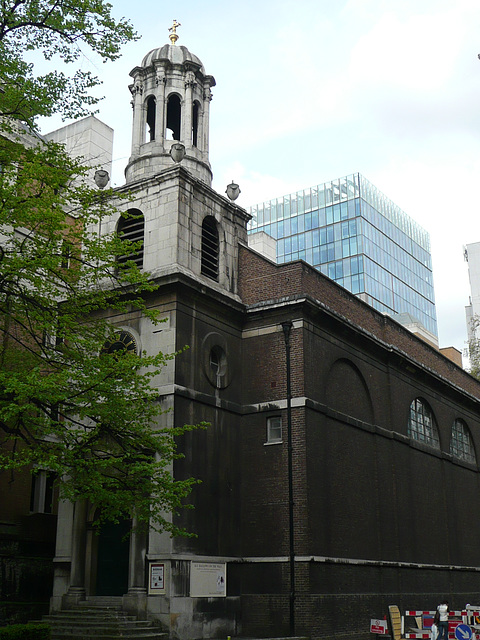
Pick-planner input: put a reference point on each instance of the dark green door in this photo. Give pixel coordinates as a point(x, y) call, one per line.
point(112, 564)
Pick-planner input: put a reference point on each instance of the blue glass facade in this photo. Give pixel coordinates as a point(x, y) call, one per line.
point(355, 235)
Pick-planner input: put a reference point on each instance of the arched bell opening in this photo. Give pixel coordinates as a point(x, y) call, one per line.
point(174, 117)
point(151, 107)
point(195, 117)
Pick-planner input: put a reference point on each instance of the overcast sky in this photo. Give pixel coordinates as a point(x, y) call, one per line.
point(311, 90)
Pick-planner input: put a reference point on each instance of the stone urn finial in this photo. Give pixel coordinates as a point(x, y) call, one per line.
point(233, 191)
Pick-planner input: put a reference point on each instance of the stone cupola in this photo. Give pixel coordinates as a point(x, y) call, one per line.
point(171, 102)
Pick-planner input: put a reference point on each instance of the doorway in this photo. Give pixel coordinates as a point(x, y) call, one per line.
point(113, 558)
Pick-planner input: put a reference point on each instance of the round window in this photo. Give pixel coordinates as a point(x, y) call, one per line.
point(215, 360)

=== Task instructions ===
Express all of the material above as a two-column CSV with columns named instruction and points. Give one row per instruction and its answer, put each field in quotes, turn line breaks into spaces, and leave out the pictures.

=== In response ===
instruction,points
"Pick-planner input: put a reference point on each instance of the dark green door in this photo. Give pixel coordinates as a point(x, y) call, one per line.","point(112, 564)"
"Pick-planner input: put a reference point on each instance of the blue glass facade in this photo. Give pixel coordinates as a point(x, y) call, one per line.","point(355, 235)"
"Pick-planner input: put a reference point on each instance of the arched bell opening in this photo. Give pixel coordinates as a point(x, y) call, one per line.","point(174, 117) point(151, 107) point(195, 117)"
"Pick-planner input: put a reference point on each instance of the overcast sky in this photo. Give pixel coordinates as a point(x, y) call, one per line.","point(311, 90)"
"Pick-planner input: put a reference point on each instance of the stone urn finial in this photo. Give pixel coordinates as a point(x, y) call, one per line.","point(233, 191)"
"Pick-planner input: put a reference point on each instance of the stone cupola in this photo. Give pixel coordinates as a point(x, y) call, one per line.","point(171, 102)"
"Pick-planner input: put a reference point on each instance of the doorway in this photo. Give pixel coordinates as a point(x, y) call, one per line.","point(113, 558)"
"Pick-planner input: put a reference point on each instance of the round window in this photo. Give pixel coordinates as a point(x, y) call, one per line.","point(215, 360)"